### Records shown
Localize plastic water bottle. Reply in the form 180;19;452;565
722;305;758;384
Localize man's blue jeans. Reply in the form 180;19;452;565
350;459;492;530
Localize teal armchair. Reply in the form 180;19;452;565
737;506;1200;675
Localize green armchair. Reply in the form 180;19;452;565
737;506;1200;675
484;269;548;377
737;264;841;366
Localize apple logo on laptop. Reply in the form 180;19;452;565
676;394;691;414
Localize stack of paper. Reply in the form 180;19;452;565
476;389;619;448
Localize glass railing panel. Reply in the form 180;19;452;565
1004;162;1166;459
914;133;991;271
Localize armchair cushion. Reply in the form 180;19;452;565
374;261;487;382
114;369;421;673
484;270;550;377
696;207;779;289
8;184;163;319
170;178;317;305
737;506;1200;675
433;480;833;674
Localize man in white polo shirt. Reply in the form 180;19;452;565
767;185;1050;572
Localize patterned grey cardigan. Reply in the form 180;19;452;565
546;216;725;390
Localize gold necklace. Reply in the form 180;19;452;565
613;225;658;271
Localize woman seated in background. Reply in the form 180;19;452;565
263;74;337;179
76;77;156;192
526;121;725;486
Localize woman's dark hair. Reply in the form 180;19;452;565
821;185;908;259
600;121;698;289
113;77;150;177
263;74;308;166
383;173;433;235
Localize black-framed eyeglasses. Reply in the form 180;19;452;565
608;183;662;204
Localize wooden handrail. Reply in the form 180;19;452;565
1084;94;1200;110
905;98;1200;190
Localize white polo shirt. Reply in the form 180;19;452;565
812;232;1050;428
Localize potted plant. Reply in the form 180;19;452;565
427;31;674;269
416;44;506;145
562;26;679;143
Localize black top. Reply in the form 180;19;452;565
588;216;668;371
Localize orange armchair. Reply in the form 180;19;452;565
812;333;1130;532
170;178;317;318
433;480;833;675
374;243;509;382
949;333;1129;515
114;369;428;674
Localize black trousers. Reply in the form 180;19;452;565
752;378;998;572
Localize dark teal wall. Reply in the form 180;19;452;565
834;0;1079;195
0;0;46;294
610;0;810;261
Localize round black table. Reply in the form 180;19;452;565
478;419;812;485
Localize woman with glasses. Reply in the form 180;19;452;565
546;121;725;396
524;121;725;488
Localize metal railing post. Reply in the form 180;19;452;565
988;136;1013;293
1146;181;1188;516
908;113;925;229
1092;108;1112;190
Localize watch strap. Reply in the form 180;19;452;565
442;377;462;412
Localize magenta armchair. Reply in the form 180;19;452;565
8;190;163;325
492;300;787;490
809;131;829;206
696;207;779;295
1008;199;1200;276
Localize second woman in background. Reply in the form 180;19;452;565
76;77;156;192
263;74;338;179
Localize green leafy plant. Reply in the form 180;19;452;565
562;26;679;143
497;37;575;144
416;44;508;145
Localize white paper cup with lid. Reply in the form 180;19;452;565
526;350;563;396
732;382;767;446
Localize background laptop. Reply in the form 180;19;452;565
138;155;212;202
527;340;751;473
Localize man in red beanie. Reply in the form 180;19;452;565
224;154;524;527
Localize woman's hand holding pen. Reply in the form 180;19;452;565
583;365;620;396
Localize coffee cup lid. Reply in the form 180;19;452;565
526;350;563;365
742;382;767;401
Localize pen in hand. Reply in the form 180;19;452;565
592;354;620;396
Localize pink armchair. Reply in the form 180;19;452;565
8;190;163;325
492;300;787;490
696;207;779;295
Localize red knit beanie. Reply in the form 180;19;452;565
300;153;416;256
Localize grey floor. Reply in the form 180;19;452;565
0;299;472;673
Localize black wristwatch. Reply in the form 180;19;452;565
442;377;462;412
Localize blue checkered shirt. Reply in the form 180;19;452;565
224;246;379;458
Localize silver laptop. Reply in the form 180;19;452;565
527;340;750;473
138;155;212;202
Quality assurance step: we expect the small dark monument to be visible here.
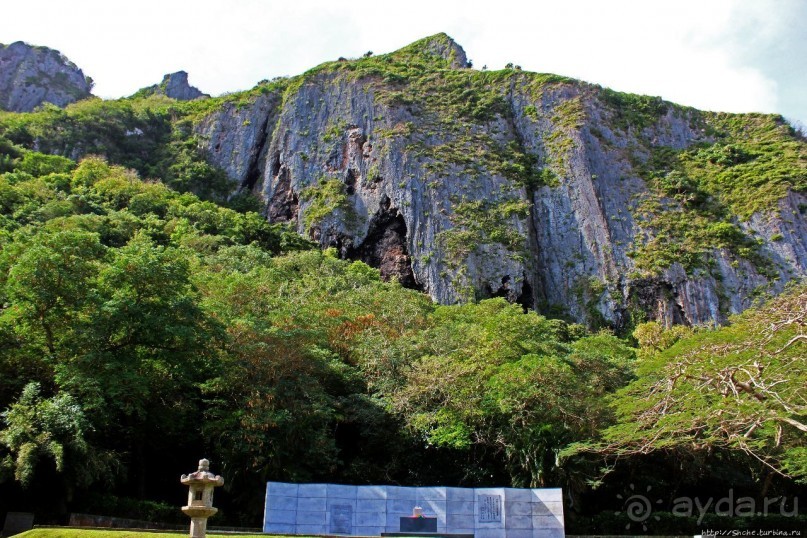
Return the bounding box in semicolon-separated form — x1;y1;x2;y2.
401;506;437;532
0;512;34;537
331;504;353;534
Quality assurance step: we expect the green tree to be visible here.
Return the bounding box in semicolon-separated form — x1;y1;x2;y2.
578;285;807;480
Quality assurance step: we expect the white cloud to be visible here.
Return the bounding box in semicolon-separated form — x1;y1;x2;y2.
0;0;807;119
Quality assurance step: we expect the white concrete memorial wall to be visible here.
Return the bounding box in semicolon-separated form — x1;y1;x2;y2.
263;482;564;538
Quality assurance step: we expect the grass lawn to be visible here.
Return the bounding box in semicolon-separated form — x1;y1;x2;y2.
15;528;278;538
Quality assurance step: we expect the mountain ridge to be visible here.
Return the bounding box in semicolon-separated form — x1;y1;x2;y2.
3;34;807;327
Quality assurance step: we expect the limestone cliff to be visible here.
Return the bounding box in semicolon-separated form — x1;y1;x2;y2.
135;71;210;101
0;41;92;112
191;34;807;326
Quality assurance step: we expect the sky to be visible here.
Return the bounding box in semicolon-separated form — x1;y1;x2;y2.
0;0;807;126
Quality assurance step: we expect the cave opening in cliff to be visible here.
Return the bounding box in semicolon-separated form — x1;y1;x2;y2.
347;197;423;291
266;157;300;222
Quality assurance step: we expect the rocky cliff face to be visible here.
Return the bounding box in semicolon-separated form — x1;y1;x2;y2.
0;41;92;112
135;71;210;101
181;34;807;327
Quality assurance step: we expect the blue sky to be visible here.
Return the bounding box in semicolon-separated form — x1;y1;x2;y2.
0;0;807;124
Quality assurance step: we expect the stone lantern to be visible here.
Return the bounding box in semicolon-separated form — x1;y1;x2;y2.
180;459;224;538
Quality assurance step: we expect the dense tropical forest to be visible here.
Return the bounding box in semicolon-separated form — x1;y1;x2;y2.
0;127;807;533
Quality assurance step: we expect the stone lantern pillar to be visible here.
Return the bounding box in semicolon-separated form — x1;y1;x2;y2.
180;459;224;538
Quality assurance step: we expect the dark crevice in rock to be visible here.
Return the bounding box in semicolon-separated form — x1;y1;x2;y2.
345;169;356;196
239;116;280;191
266;163;300;222
346;196;423;291
516;273;535;312
630;278;691;325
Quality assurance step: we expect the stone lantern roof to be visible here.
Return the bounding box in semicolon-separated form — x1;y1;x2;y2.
179;459;224;486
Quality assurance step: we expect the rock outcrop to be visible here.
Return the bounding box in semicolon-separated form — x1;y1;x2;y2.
135;71;210;101
181;34;807;327
0;41;92;112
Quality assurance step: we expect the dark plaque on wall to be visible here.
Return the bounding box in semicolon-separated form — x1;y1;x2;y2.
477;495;502;523
330;504;353;534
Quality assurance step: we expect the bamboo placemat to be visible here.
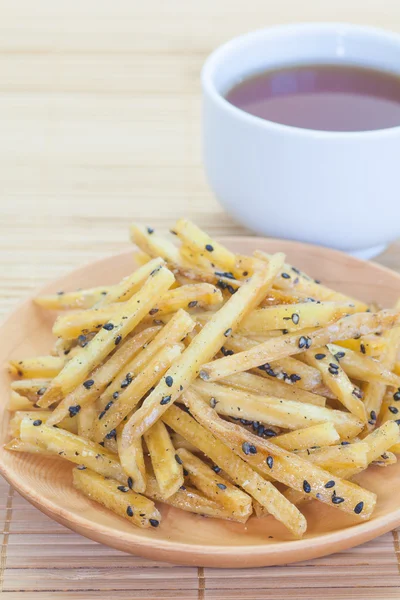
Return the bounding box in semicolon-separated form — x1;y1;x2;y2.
0;0;400;600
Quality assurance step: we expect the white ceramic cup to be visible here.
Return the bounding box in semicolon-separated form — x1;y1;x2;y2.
202;23;400;258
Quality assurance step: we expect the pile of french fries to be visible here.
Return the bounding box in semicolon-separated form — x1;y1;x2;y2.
6;219;400;537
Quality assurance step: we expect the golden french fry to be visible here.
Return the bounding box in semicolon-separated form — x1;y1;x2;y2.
34;285;110;310
193;381;363;439
45;327;160;425
94;344;182;446
20;419;127;484
271;422;345;452
185;395;376;519
303;346;367;423
7;356;65;379
220;373;325;406
118;255;283;476
240;302;356;335
72;468;161;527
162;400;307;537
177;448;253;523
40;267;174;407
200;310;400;381
327;344;400;387
97;310;195;410
254;250;368;311
146;476;243;522
143;421;184;498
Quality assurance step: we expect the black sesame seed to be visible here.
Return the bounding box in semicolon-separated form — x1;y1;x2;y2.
149;519;160;527
298;335;312;350
354;502;364;515
332;494;344;504
68;404;81;417
264;429;277;437
324;479;335;490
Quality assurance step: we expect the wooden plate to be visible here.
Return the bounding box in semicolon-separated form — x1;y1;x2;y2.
0;237;400;568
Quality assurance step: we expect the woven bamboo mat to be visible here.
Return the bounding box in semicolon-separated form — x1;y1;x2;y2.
0;0;400;600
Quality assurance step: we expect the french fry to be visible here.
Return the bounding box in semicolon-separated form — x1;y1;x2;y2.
173;219;236;272
37;267;174;407
146;476;243;522
200;310;400;381
117;432;147;494
296;442;368;472
97;310;195;411
9;410;77;437
220;373;325;406
176;448;253;523
254;250;368;311
94;344;182;448
185;395;376;519
11;379;51;403
7;390;40;412
193;381;363;439
162;400;307;537
119;255;283;480
271;422;345;452
72;468;161;528
34;285;110;310
7;356;64;379
44;327;160;425
303;346;367;423
327;344;400;387
143;421;184;498
240;302;356;335
20;419;127;484
53;283;222;339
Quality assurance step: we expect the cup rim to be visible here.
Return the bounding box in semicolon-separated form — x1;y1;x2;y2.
201;22;400;140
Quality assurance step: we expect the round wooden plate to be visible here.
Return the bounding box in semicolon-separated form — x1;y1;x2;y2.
0;237;400;568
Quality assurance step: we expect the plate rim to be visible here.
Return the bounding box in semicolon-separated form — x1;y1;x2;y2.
0;236;400;568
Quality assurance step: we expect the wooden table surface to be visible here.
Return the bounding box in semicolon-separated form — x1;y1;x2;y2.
0;0;400;600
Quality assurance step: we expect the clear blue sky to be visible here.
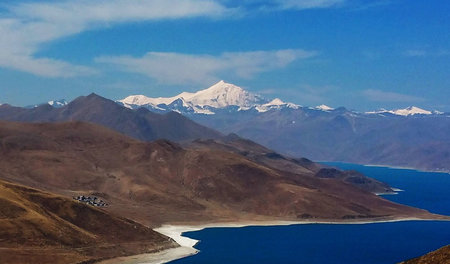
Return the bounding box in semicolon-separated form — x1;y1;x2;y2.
0;0;450;111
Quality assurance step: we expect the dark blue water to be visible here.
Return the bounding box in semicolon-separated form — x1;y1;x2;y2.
171;163;450;264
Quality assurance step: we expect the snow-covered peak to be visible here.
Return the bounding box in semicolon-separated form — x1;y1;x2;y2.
118;81;267;114
314;104;334;112
366;106;440;116
389;106;432;116
47;99;68;108
185;81;267;109
255;98;300;113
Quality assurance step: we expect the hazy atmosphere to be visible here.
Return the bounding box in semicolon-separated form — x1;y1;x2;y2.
0;0;450;112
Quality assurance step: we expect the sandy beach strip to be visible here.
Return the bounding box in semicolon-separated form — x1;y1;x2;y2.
98;218;436;264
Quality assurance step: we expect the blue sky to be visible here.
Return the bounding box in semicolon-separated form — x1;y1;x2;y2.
0;0;450;111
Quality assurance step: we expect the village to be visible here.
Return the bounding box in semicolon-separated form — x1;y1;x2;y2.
73;195;108;207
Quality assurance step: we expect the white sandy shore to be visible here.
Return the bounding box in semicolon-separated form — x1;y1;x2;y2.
99;218;424;264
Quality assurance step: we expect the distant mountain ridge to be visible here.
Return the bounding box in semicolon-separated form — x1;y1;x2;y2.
0;94;221;141
117;80;443;116
118;81;450;171
117;81;300;115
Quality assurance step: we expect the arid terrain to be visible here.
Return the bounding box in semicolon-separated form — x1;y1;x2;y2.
0;177;177;264
400;245;450;264
0;122;443;263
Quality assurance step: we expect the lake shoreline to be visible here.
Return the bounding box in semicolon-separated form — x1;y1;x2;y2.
98;217;449;264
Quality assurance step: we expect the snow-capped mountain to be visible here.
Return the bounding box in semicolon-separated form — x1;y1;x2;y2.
47;99;68;108
25;99;69;109
314;104;334;112
118;81;300;114
366;106;443;116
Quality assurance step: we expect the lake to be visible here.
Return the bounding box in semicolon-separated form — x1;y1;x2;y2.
170;163;450;264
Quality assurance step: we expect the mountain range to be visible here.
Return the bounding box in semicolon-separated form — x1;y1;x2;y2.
0;122;438;226
118;81;450;171
0;88;447;264
0;94;221;141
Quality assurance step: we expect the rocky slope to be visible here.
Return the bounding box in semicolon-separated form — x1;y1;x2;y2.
0;177;177;264
400;245;450;264
0;94;220;141
118;81;450;171
0;122;435;225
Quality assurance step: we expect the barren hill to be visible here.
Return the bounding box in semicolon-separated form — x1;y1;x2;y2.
0;177;177;264
0;94;220;141
0;122;434;224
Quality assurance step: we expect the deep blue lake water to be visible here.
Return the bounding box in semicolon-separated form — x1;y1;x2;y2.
171;163;450;264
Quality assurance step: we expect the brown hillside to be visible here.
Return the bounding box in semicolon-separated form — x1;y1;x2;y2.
0;177;177;264
0;122;440;224
400;245;450;264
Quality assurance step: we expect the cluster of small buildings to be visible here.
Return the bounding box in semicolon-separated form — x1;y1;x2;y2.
73;195;108;207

### Requirements
Copy out the material from the line with "Localize wooden handrail." up to and including the line with "588;216;668;371", keeping every line word for word.

### Completed exercise
Localize wooden handrail. Reply in the form 180;19;452;565
1084;94;1200;110
905;98;1200;190
Localize white polo shirt. Reply in the form 180;19;452;565
812;232;1050;428
Localize potted plant. Reply in the form 180;19;452;565
427;31;674;269
416;44;506;145
562;26;679;143
Localize black top. Reply in the form 180;19;452;565
588;216;668;371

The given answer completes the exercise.